_Consigne donnée_. Recopiez mot pour mot le passage du texte sur la perception et l'idée qui commence à « point deux entités » et se termine à « esprit ne l'aperçoive. ».

_Texte fourni_.
IV. « Je dis qu'un objet est présent à notre esprit quand notre esprit l'aperçoit ou le connaît. Je laisse encore à examiner s'il y a une autre présence de l'objet préalable à la connaissance, et qui soit nécessaire, afin qu'il soit en état d'être connu. Mais il est certain que la manière dont je dis qu'un objet est présent à l'esprit quand il en est connu, est incontestable; et que c'est ce qui fait dire, qu'une personne que nous aimons nous est souvent présente à l'esprit, parce que nous y pensons souvent.

V. « Je dis qu'une chose est objectivement dans mon esprit, quand je la conçois ; quand je conçois un carré, le soleil, un son; le soleil, le carré, le son, sont objectivement dans mon esprit, soit qu'ils soient ou qu'ils ne soient pas hors de mon esprit.

VI. « J'ai dit que je prenais pour la même chose la perception et l'idée. Il faut néanmoins remarquer que cette chose, quoiqu'unique, a deux rapports : l'un à l'âme qu'elle modifie; l'autre à la chose aperçue, en tant qu'elle est objectivement dans l'âme et que le mot de perception marque plus directement le premier rapport, et celui d'idée le dernier. Ainsi la perception d'un carré marque plus directement mon âme comme apercevant un carré; et l'idée d'un carré marque plus directement le carré, en tant qu'il est objectivement dans mon esprit. Cette remarque est très-importante pour résoudre beaucoup de difficultés, qui ne sont fondées que sur ce qu'on ne comprend pas assez que ce ne sont

point deux entités différentes, mais une même modification de notre âme, qui enferme essentiellement ces deux rapports; puisque je ne puis avoir de perception, qui ne soit tout ensemble la perception de mon esprit comme apercevant, et la perception de quelque chose comme aperçue; et que rien aussi ne peut être objectivement dans mon esprit (qui est ce que j'appelle idée) que mon esprit ne l'aperçoive.

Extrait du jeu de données
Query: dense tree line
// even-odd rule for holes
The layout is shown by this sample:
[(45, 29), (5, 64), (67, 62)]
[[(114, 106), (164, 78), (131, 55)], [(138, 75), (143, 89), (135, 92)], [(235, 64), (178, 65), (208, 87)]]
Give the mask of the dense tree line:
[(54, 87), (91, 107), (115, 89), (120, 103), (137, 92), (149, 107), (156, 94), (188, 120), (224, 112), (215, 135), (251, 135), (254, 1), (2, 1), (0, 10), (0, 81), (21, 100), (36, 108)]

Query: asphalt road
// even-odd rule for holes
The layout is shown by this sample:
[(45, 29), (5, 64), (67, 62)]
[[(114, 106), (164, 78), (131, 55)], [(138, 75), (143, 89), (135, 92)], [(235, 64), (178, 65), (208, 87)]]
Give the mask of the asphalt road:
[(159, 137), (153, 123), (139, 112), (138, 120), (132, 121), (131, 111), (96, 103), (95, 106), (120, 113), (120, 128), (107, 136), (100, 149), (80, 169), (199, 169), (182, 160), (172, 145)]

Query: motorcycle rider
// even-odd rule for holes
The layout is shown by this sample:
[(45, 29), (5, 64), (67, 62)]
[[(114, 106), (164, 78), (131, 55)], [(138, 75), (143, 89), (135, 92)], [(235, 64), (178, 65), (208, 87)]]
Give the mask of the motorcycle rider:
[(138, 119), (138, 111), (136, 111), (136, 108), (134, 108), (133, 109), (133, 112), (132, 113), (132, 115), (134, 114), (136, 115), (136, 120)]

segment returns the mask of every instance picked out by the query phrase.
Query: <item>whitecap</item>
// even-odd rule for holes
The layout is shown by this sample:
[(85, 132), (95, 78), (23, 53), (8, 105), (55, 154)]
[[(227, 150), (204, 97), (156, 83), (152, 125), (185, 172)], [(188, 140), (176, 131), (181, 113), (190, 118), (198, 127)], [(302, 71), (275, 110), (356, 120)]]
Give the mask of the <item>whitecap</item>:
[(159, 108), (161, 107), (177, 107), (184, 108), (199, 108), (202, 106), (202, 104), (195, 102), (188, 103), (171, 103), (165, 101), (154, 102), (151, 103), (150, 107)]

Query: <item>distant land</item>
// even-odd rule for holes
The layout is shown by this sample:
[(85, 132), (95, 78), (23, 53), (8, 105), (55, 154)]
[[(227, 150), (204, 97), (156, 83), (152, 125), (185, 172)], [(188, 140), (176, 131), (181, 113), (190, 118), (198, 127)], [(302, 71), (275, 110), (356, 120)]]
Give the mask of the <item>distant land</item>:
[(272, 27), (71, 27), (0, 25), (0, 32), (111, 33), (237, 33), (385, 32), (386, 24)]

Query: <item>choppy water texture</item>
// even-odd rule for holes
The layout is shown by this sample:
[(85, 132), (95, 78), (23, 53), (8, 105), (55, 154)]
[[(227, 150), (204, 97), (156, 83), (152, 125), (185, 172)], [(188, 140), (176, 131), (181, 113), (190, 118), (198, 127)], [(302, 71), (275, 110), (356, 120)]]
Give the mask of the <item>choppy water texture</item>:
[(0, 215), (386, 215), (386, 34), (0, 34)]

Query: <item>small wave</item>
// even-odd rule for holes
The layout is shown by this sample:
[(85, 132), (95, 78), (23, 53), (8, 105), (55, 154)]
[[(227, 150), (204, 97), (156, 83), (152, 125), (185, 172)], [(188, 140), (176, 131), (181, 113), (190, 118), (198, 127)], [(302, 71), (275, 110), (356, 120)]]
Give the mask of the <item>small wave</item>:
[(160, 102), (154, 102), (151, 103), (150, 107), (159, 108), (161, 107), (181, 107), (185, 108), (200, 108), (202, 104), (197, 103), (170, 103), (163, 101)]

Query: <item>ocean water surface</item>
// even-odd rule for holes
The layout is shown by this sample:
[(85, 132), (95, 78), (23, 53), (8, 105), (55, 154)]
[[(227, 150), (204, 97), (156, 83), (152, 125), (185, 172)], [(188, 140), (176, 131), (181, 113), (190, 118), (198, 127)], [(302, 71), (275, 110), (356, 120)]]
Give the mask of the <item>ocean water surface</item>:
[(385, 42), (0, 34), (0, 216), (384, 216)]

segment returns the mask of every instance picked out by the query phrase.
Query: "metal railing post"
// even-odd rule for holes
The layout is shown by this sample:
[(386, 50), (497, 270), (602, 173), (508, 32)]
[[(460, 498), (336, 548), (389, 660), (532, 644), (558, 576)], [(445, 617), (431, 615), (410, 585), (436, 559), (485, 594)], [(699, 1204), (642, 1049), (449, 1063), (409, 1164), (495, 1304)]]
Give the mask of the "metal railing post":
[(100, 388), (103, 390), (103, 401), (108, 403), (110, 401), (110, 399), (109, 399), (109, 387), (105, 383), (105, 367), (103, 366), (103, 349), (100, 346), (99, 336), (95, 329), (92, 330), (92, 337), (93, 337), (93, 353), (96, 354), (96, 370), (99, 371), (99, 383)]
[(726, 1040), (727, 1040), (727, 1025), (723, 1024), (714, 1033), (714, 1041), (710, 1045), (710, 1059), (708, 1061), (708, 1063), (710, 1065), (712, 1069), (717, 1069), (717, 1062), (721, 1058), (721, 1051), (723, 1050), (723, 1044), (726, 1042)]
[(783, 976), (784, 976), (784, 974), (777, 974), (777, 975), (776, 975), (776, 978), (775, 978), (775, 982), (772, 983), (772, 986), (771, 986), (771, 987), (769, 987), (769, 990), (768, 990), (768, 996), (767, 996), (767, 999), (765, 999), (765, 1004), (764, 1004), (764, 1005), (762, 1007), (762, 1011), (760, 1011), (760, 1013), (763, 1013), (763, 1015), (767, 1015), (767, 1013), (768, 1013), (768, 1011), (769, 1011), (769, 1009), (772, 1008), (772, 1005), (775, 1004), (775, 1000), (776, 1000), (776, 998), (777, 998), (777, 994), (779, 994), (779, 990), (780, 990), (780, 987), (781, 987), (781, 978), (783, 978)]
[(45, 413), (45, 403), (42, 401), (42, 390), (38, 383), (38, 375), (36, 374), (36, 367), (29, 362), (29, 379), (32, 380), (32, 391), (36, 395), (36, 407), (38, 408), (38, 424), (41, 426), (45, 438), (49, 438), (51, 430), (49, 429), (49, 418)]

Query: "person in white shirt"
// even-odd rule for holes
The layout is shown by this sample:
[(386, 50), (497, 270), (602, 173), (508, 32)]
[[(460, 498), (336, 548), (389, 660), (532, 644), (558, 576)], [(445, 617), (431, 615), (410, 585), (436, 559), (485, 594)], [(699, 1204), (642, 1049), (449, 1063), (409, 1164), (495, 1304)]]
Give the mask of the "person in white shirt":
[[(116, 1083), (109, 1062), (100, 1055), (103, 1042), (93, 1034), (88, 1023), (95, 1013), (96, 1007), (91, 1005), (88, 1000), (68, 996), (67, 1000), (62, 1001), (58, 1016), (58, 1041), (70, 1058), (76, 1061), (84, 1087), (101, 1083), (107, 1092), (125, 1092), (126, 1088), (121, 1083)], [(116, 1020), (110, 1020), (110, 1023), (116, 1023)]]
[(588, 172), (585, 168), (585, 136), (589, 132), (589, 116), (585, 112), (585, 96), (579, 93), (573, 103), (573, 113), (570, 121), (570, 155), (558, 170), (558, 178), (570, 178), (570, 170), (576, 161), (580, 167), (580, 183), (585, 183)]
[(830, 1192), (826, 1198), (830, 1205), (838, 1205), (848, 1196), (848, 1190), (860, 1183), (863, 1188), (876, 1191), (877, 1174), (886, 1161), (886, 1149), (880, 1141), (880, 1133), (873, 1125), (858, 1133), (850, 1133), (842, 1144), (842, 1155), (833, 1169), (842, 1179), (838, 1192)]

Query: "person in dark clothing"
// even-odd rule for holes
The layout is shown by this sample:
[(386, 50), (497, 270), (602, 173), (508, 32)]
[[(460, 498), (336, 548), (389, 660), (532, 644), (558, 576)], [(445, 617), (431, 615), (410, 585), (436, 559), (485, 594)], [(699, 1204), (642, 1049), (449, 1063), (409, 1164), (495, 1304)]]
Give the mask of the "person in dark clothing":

_Réponse complète_.
point deux entités différentes, mais une même modification de notre âme, qui enferme essentiellement ces deux rapports; puisque je ne puis avoir de perception, qui ne soit tout ensemble la perception de mon esprit comme apercevant, et la perception de quelque chose comme aperçue; et que rien aussi ne peut être objectivement dans mon esprit (qui est ce que j'appelle idée) que mon esprit ne l'aperçoive.